→ **ISTRUZIONI**
**A.** Puoi restituire dal brano su Kyoto il passo che comincia con "E francamente ciò" e prosegue fino a "(A D O R O)."?
**B.** Rispondi a queste domande sul brano su Kyoto, una per riga:
(i) Quanti gradi c'erano durante la faticosa salita fra i Torii?
(ii) Quale passeggiata non era in programma?
(iii) Che tipo di negozio è stato trovato raggiungendo il sentiero a piedi?
**C.** Queste affermazioni concordano con il brano su Kyoto? Per ciascuna rispondi sì o no e cita alla lettera le parole del brano che lo stabiliscono.
(i) La passeggiata nel Sentiero del filosofo era prevista nel programma.
(ii) Il Sentiero del filosofo è stato raggiunto a piedi.
(iii) Chi scrive preferisce spuntare una lista piuttosto che improvvisare.

=== ARTICOLO ===

Mi va bene avere una tabella di marcia, ma allo spuntare una lista preferirò sempre godermi la giornata, improvvisare, cambiare idea.
Del resto quello che mi resterà non sono i templi (me ne ricordassi mezzo di nome), o i mille mila Torii (di cui di base terrò presente la fatica immane per arrivare in cima con 30 gradi) di per sé, ma l’esperienza, quello che ho sentito nel camminare per quelle vie, il senso di pace, o euforia, o gioia, o sorpresa.
E francamente ciò che porterò con me di questi primi due giorni a Kyoto è proprio l’unica cosa che non era in programma (e che viene da un azzeccatissimo suggerimento di una di voi): la passeggiata nel Sentiero del filosofo (la foto dove sono immersa nel verde), sentiero che abbiamo raggiunto a piedi beccando così un seminascosto negozio vintage di kimono (A D O R O).

=== SEZIONE DATI ===

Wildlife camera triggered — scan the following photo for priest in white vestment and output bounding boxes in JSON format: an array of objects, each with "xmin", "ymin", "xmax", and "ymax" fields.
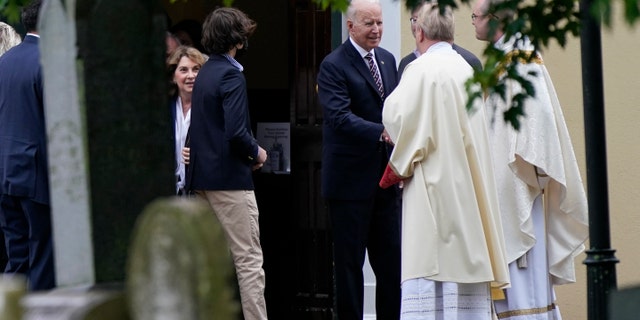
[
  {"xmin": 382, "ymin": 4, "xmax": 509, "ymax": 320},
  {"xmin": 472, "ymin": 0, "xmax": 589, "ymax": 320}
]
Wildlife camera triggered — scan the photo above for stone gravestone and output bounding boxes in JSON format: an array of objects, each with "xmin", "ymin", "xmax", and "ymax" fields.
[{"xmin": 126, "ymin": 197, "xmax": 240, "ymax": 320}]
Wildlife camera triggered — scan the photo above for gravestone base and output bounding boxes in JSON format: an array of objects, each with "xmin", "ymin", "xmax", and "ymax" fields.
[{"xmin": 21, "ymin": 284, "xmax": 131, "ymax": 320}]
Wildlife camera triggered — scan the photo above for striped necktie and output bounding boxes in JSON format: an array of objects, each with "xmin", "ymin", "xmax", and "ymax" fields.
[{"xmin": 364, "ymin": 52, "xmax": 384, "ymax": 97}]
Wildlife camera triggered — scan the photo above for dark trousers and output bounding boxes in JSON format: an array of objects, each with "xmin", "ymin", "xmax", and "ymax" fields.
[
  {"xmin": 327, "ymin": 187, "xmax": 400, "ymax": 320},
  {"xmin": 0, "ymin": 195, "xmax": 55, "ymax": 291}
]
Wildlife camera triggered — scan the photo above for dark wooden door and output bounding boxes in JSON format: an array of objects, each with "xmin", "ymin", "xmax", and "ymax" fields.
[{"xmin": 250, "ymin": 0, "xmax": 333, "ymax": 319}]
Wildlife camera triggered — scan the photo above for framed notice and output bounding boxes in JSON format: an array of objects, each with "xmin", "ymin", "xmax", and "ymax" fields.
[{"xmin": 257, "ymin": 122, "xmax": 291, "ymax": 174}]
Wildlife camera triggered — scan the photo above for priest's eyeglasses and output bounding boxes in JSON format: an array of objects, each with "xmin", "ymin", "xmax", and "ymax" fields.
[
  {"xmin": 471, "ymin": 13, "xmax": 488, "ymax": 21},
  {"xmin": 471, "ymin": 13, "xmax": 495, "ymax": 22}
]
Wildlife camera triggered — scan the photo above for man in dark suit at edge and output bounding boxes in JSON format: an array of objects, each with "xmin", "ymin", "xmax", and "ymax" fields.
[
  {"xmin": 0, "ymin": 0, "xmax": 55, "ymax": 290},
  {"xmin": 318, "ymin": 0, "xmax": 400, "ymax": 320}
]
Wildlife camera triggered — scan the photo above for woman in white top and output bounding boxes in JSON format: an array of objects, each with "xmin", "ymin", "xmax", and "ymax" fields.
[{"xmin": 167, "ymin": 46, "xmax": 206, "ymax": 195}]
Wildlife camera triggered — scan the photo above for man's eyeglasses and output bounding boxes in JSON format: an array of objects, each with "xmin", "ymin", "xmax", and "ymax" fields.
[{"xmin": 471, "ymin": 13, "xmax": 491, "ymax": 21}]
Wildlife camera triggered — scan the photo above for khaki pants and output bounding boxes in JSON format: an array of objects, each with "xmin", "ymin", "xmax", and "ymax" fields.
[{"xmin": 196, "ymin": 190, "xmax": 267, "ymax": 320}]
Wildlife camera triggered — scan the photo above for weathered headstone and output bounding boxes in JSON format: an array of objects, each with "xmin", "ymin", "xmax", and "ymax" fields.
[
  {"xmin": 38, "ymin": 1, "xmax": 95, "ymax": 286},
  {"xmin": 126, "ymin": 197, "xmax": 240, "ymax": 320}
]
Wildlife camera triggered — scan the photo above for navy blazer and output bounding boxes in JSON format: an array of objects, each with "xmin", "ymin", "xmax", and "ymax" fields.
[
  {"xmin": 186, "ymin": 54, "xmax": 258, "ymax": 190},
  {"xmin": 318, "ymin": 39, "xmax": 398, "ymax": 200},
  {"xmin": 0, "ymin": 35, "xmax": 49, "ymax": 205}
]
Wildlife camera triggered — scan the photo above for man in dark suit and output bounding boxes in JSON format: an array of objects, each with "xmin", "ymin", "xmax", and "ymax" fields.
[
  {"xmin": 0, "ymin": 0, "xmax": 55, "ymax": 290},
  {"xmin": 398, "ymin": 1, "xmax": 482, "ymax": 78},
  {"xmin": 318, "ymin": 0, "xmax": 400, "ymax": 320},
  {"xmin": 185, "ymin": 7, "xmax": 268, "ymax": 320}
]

===

→ **RISPOSTE ATTESE**
**A.**
E francamente ciò che porterò con me di questi primi due giorni a Kyoto è proprio l’unica cosa che non era in programma (e che viene da un azzeccatissimo suggerimento di una di voi): la passeggiata nel Sentiero del filosofo (la foto dove sono immersa nel verde), sentiero che abbiamo raggiunto a piedi beccando così un seminascosto negozio vintage di kimono (A D O R O).

**B.**
(i) 30 gradi.
(ii) La passeggiata nel Sentiero del filosofo.
(iii) Un negozio vintage di kimono, seminascosto.

**C.**
(i) No: "è proprio l’unica cosa che non era in programma".
(ii) Sì: "sentiero che abbiamo raggiunto a piedi".
(iii) No: "allo spuntare una lista preferirò sempre godermi la giornata, improvvisare, cambiare idea".